▸ **Directions**:
1. Do the following statements agree with the passage about Patrick? (a) Patrick died on 19 February 1920 at the age of 17. (b) The narrator's mother met her Uncle Patrick. (c) The narrator has three photographs of Patrick. Answer yes or no for each, quoting the deciding words of the passage.
2. Can you reproduce word for word the part of the passage about Patrick starting at "That this beautiful" and ending at "gun went off."?

▸ **Supplied passage**:
====

There is little I can tell you of Patrick’s life. All I have is his name, and two photographs. My mother labelled this photograph and placed it in the album, honouring a relative long lost. She never met her Uncle Patrick but this likeness would have been on display in her Grandparent’s house.  She would have picked it up and asked those questions, as I would years later about my own mysterious Uncle (her brother Albert)  – “When did he die?”, “What happened?” And after a heavy silence which a impulsive child cannot bear “Are you sad?”

That this beautiful boy died so young must have been a torment to my Great-Grandparents. To lose any child is an unnatural horror, one I pray I never have to bear, but my Grandparents outlived three of their children. In March 1918 they lost Lloyd and then on 19 February 1920 Patrick died, also from gunshot. He was 17. My Mother told me that Patrick was working as a gamekeeper and on passing through a hedge with a loaded shotgun he tripped and the gun went off.

====

▸ **Data shown**:
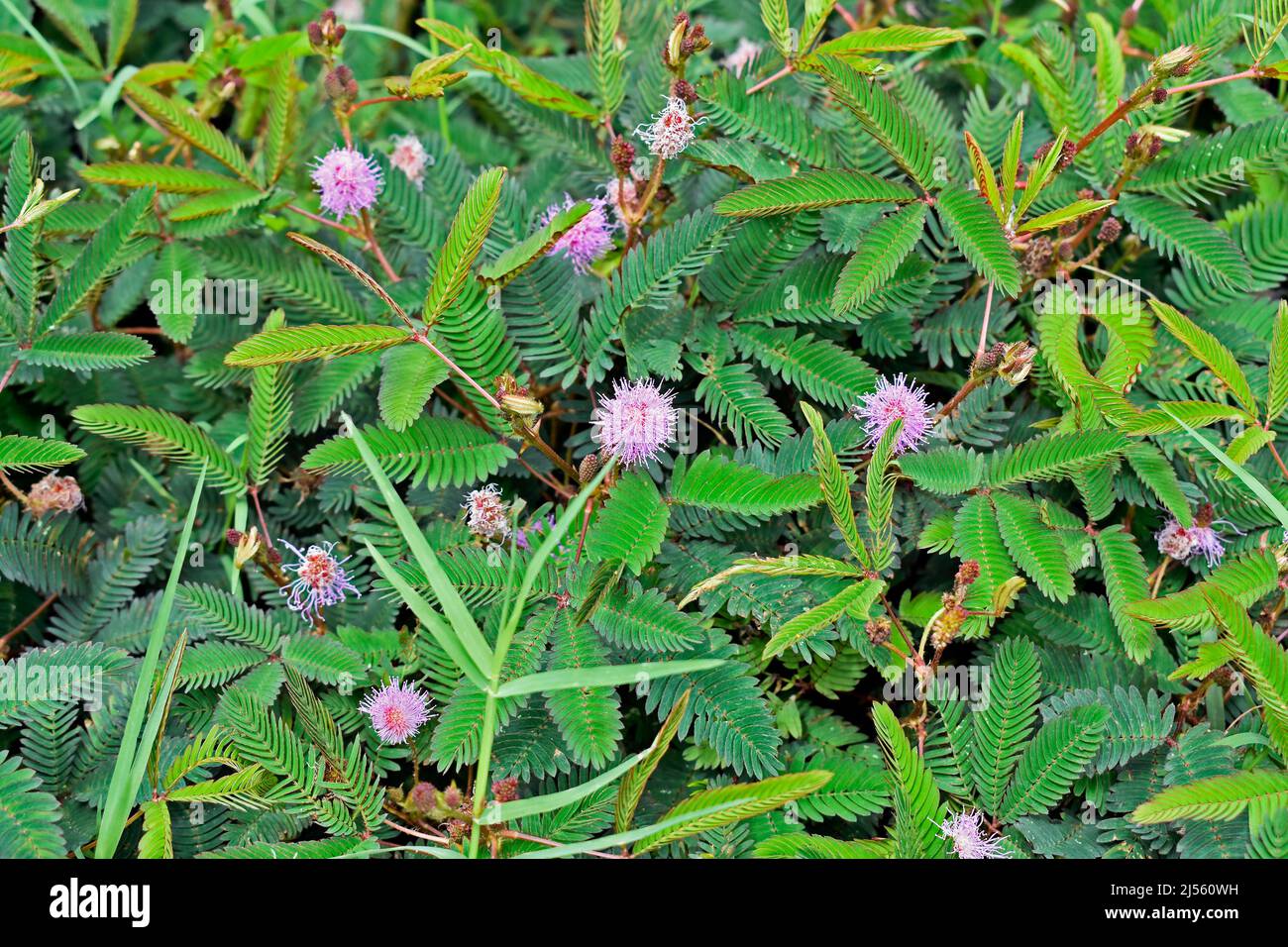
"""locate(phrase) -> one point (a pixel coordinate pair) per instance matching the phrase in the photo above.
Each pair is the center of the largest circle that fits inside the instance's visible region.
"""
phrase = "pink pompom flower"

====

▸ **Answer set**:
1.
(a) Yes: "on 19 February 1920 Patrick died" and "He was 17."
(b) No: "She never met her Uncle Patrick"
(c) No: "All I have is his name, and two photographs."

2.
That this beautiful boy died so young must have been a torment to my Great-Grandparents. To lose any child is an unnatural horror, one I pray I never have to bear, but my Grandparents outlived three of their children. In March 1918 they lost Lloyd and then on 19 February 1920 Patrick died, also from gunshot. He was 17. My Mother told me that Patrick was working as a gamekeeper and on passing through a hedge with a loaded shotgun he tripped and the gun went off.